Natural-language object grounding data
+===+

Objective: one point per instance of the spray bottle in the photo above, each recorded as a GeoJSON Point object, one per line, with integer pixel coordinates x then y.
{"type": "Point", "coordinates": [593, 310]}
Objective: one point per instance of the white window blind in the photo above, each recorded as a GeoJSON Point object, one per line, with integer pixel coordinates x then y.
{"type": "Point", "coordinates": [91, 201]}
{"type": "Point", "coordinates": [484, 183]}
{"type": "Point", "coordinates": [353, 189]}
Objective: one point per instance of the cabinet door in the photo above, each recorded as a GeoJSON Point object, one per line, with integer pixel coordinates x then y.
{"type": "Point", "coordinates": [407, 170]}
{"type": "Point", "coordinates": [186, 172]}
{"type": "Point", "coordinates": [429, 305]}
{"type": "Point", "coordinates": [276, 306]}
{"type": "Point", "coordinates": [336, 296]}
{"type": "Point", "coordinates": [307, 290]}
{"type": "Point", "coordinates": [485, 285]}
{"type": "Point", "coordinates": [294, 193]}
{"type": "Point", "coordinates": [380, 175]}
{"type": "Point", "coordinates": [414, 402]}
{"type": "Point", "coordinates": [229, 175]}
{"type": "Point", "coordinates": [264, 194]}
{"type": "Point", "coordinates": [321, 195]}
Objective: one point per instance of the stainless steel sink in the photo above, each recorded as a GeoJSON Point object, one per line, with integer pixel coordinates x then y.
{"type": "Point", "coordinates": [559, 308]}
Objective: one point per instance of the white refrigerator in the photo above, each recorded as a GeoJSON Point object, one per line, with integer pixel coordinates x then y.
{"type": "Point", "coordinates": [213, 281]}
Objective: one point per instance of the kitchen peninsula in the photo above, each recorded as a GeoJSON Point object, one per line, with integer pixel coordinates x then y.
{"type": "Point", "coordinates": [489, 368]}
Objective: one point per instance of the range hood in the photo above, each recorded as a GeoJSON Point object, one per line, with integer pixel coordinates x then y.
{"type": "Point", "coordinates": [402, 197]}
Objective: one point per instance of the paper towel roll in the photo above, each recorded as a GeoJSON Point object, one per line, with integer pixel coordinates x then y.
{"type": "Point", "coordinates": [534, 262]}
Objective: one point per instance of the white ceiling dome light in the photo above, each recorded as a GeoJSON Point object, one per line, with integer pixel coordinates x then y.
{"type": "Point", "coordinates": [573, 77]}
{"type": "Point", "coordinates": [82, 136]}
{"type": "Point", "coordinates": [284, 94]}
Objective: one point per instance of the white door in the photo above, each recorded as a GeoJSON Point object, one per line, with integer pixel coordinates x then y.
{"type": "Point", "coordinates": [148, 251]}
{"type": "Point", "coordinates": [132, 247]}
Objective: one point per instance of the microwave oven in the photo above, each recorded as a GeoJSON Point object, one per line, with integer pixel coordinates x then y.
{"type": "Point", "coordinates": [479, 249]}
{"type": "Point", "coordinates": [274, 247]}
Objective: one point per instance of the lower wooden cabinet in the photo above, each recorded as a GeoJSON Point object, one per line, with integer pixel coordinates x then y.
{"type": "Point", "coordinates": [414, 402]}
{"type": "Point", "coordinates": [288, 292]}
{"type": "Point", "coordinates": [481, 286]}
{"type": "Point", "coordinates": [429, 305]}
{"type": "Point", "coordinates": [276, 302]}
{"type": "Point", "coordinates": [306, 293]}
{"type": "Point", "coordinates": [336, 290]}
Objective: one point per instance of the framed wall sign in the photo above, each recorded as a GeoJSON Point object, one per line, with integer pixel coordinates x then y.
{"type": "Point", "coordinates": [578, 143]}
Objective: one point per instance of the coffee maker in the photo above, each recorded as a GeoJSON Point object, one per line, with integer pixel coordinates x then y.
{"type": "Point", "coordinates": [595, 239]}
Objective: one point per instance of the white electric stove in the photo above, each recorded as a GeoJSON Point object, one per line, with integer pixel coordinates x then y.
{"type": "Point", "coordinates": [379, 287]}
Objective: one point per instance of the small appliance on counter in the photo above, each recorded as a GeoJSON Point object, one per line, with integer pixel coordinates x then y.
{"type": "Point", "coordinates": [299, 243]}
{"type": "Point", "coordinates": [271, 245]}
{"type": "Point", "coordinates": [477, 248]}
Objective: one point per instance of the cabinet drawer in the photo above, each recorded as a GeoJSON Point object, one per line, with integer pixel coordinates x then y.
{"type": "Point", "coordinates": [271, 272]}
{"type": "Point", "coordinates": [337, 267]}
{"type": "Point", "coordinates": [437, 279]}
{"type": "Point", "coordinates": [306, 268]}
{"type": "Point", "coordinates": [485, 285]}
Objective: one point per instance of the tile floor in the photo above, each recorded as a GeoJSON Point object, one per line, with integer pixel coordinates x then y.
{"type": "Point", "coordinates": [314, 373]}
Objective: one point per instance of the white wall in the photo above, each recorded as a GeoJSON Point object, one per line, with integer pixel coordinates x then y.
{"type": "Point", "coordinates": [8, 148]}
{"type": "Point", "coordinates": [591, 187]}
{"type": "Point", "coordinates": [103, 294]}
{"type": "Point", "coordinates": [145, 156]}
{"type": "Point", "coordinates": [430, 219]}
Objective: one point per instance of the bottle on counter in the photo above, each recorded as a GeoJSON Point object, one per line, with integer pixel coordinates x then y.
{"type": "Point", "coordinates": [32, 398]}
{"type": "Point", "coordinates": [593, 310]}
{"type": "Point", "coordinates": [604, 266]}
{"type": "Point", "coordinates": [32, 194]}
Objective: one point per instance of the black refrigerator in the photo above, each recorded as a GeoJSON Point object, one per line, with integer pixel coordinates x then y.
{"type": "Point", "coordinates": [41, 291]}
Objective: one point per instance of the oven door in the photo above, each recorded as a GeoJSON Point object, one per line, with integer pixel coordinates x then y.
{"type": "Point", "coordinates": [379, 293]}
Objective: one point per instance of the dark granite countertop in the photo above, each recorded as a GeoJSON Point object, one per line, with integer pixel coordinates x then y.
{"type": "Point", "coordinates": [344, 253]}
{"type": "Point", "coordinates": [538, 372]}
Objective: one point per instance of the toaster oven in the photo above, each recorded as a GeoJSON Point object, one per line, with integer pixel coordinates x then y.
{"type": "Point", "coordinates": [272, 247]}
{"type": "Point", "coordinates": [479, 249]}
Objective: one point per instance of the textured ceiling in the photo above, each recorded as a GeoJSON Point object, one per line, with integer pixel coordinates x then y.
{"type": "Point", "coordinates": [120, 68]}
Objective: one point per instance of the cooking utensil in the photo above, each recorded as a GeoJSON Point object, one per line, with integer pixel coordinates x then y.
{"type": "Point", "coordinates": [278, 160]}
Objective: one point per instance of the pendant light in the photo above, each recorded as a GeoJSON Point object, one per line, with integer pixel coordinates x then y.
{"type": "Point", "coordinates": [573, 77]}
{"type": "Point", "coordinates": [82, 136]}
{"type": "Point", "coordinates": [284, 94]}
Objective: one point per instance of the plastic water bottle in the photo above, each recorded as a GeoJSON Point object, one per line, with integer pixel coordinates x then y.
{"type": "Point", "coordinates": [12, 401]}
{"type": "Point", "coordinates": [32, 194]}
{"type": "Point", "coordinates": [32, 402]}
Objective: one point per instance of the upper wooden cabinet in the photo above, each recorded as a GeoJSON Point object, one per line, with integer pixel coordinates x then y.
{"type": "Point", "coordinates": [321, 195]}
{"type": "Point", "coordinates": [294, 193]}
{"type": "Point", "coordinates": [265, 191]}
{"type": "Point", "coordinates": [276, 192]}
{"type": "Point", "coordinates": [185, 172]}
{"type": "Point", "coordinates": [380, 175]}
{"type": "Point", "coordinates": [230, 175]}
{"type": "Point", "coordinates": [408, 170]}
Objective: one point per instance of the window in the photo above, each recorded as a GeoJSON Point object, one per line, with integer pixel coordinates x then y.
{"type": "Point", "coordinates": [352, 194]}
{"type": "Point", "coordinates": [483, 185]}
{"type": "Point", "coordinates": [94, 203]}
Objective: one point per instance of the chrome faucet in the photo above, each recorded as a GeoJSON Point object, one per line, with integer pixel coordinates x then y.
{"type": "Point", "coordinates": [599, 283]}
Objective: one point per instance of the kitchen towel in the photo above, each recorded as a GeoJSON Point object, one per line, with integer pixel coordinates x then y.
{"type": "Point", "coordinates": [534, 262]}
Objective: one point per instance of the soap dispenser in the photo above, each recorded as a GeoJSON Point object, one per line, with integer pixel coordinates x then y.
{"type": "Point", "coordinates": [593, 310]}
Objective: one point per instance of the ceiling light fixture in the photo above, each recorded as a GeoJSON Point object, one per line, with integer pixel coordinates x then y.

+===+

- _What is being asked_:
Extract the lines above from the one containing "Objective: one point per instance of the kitchen towel" to the last line, both included, exactly as written.

- _Solution for this problem_:
Objective: one point per instance of the kitchen towel in the photo above, each recorded as a GeoJSON Point object, one per line, with integer pixel coordinates x then y.
{"type": "Point", "coordinates": [534, 262]}
Objective: one point per instance of the soap dispenser in the photo above, each recorded as a GeoJSON Point object, one per line, with integer pixel coordinates x then y.
{"type": "Point", "coordinates": [593, 310]}
Objective: one point per instance of the ceiling light fixture in the photo above, each recorded as a GeoJSON Point object, one per line, with integer pixel coordinates x then y.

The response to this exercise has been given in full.